Страница 9 из 100
Если с помощью внутреннего управлять внешним — сотни дел будут устроены. Что обретается внутренним, то воспринимается и внешним. Внутреннее обретается, и пять внутренних органов успокаиваются: мысли приходят в равновесие, мускулы напрягаются, уши обретают чуткость, глаза — зоркость[119]. И тогда широко простирается, не суетясь.
Сильный и крепкий, а не ломается. Никого не превосходит и ни от кого не отстает. Малое место его не теснит, большое для него не слишком просторно, его небесная душа не тревожится, его дух не волнуется. Недвижим и чист, как осенняя вода, и безмолвно тих. Он сова Поднебесной. Великое дао, ровное и покойное, не оставляет его надолго. Раз оно недалеко, то когда понадобится, хоть и ушло, но возвращается. На воздействие откликается, побуждаемый, приходит в движение. Совершенство вещей неисчерпаемо, превращения не имеют ни формы, ни образа. Он поворачивается за ними, следует им как эхо, как тень. Восходит ли вверх, нисходит ли вниз — не утрачивает своей опоры. Шагая в опасность, ступая по обрыву помнит о сокровенной основе[120]. Благо того, кто умеет так существовать, не имеет изъяна. Вращается вслед за беспорядочно кишащей тьмой вещей, прислушивается к Поднебесной и мчится, будто подгоняемый попутным ветром. Это и называется высшим благом, а высшее благо и есть наслаждение.

○ ○ ○

ЗАДАНИЯ:
#1 Ответьте на вопросы по отрывку о дао.
(a) Что приходит в равновесие, когда внутреннее обретается?
(b) С чем сравнивается тот, кто недвижим и чист?
(c) Чем, согласно последнему предложению, является высшее благо?
#2 Перепишите строки перечня от самого начала и до строки с «[497,73,551,148]» включительно, заменив везде «Target object» на «Object» и больше ничего не меняя. Изображения в ответ не включайте.
Отрывок о дао и перечень взяты из разных источников.

МАТЕРИАЛ ДЛЯ ЗАДАНИЯ:
○ ○ ○

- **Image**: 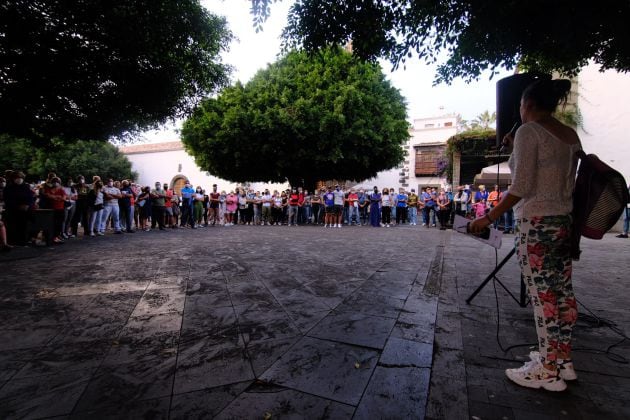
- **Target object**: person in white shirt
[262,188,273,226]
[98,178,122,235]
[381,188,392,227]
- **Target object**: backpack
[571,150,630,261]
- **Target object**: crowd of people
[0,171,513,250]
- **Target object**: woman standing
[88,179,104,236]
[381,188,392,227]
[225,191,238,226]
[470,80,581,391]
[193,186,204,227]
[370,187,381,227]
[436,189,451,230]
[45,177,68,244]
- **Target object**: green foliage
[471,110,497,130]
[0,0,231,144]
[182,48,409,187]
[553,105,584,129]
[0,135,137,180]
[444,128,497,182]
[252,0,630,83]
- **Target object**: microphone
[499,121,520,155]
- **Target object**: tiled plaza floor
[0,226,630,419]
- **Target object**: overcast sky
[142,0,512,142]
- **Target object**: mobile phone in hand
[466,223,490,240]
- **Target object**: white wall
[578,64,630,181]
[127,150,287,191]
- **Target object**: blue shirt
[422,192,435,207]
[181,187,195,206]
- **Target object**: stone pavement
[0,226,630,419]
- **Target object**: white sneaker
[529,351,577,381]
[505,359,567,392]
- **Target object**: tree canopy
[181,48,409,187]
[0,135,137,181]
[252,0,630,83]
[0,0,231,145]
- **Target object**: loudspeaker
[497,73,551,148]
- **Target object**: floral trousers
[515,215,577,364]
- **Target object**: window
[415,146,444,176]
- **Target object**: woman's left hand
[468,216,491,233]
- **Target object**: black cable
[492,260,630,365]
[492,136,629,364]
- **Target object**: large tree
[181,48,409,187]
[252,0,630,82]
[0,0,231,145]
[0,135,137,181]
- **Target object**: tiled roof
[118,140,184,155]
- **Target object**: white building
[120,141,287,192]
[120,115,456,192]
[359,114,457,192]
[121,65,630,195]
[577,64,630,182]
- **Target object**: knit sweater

○ ○ ○

ОТВЕТЫ ПО ЗАДАНИЯМ:
#1
(a) Мысли.
(b) С осенней водой.
(c) Наслаждением.

#2
- **Image**: 
- **Object**: person in white shirt
[262,188,273,226]
[98,178,122,235]
[381,188,392,227]
- **Object**: backpack
[571,150,630,261]
- **Object**: crowd of people
[0,171,513,250]
- **Object**: woman standing
[88,179,104,236]
[381,188,392,227]
[225,191,238,226]
[470,80,581,391]
[193,186,204,227]
[370,187,381,227]
[436,189,451,230]
[45,177,68,244]
- **Object**: green foliage
[471,110,497,130]
[0,0,231,144]
[182,48,409,187]
[553,105,584,129]
[0,135,137,180]
[444,128,497,182]
[252,0,630,83]
- **Object**: microphone
[499,121,520,155]
- **Object**: tiled plaza floor
[0,226,630,419]
- **Object**: overcast sky
[142,0,512,142]
- **Object**: mobile phone in hand
[466,223,490,240]
- **Object**: white wall
[578,64,630,181]
[127,150,287,191]
- **Object**: blue shirt
[422,192,435,207]
[181,187,195,206]
- **Object**: stone pavement
[0,226,630,419]
- **Object**: white sneaker
[529,351,577,381]
[505,359,567,392]
- **Object**: tree canopy
[181,48,409,187]
[0,135,137,181]
[252,0,630,83]
[0,0,231,145]
- **Object**: loudspeaker
[497,73,551,148]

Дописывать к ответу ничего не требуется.